Re: [PATCH v10 clocksource 6/7] clocksource: Forgive tsc_early pre-calibration drift

From: Thomas Gleixner
Date: Tue Apr 27 2021 - 17:03:48 EST


On Mon, Apr 26 2021 at 23:01, Feng Tang wrote:
> On Sun, Apr 25, 2021 at 03:47:07PM -0700, Paul E. McKenney wrote:
> We've reported one case that tsc can be wrongly judged as 'unstable'
> by 'refined-jiffies' watchdog [1], while reducing the threshold could
> make it easier to be triggered.
>
> It could be reproduced on the a plaform with a 115200 serial console,
> and hpet been disabled (several x86 platforms has this), add
> 'initcall_debug' cmdline parameter to get more debug message, we can
> see:
>
> [ 1.134197] clocksource: timekeeping watchdog on CPU1: Marking clocksource 'tsc-early' as unstable because the skew is too large:
> [ 1.134214] clocksource: 'refined-jiffies' wd_nesc: 500000000 wd_now: ffff8b35 wd_last: ffff8b03 mask: ffffffff

refined-jiffies is the worst of all watchdogs and this obviously cannot
be fixed at all simply because we can lose ticks in that mode. And no,
we cannot compensate for lost ticks via TSC which we in turn "monitor"
=======
_Task instructions_.
• a. In the clocksource reply, how does Thomas Gleixner describe refined-jiffies?
• b. Resume the clocksource reply at the point where it stops.
The listing that comes next has no connection to the clocksource reply.

_Data lines_.
=======
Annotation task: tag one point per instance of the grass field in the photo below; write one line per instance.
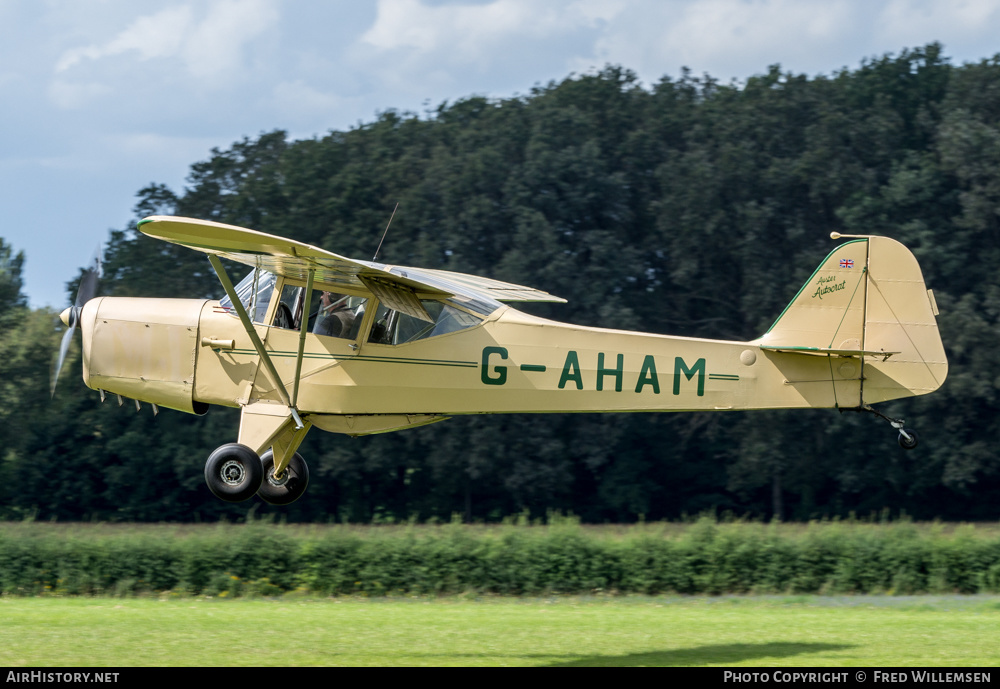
(560, 631)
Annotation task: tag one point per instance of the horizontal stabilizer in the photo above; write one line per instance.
(826, 351)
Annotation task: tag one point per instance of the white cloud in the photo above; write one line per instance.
(461, 32)
(208, 41)
(157, 35)
(71, 95)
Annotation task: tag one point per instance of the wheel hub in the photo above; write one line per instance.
(278, 481)
(233, 472)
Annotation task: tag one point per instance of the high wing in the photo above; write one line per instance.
(294, 260)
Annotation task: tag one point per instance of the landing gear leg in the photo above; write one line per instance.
(287, 487)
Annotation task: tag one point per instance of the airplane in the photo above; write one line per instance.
(313, 339)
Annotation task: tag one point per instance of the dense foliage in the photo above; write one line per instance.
(513, 559)
(689, 207)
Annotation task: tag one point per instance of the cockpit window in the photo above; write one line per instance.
(394, 327)
(254, 292)
(330, 314)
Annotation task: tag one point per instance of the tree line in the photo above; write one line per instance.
(687, 207)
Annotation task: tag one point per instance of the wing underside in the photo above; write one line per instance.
(294, 260)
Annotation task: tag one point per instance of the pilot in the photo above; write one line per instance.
(335, 316)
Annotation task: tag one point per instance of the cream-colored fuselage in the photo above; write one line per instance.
(185, 354)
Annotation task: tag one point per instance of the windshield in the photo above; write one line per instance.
(254, 292)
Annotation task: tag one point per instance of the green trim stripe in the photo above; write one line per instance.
(807, 282)
(723, 376)
(362, 357)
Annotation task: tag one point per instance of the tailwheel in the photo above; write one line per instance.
(287, 488)
(233, 472)
(907, 439)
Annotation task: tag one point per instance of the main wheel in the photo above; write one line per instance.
(233, 472)
(291, 485)
(908, 444)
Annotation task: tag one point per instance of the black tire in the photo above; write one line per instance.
(292, 485)
(908, 444)
(233, 472)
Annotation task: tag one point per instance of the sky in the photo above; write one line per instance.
(99, 98)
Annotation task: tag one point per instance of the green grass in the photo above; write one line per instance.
(560, 631)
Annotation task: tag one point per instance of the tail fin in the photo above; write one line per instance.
(867, 300)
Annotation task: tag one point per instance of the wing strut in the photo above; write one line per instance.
(303, 329)
(254, 338)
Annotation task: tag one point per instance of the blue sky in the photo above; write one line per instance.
(101, 97)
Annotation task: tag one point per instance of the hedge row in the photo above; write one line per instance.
(701, 558)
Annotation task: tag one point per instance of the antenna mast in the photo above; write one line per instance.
(386, 232)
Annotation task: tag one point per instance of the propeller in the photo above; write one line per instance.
(71, 316)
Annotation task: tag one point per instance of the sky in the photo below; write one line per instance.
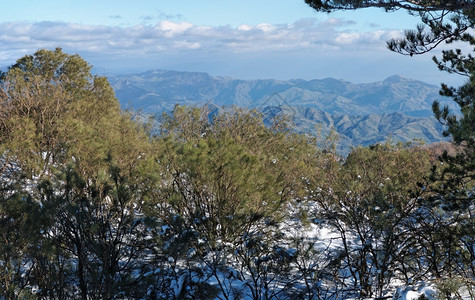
=======
_Solved problems_.
• a. He calls it the worst of all watchdogs.

• b.
via ticks.

Even if we hack around it and make it "work" then the TSC will never
become fully trusted because refined-jiffies cannot support NOHZ/HIGHRES
mode for obvious reasons either. So the system stays in periodic mode
forever.

If there is no independent timer to validate against then the TSC is
better stable and the BIOS/SMM code has to be trusted not to wreckage
TSC. There are no other options.

So TBH, I do not care about this case at all. It's pointless to even
think about it. Either the TSC works on these systems or it doesn't. If
it doesn't, then you have to keep the pieces.

I'm so dead tired of this especially since this is known forever. But
it's obviously better to waste our time than to fix the damned hardware.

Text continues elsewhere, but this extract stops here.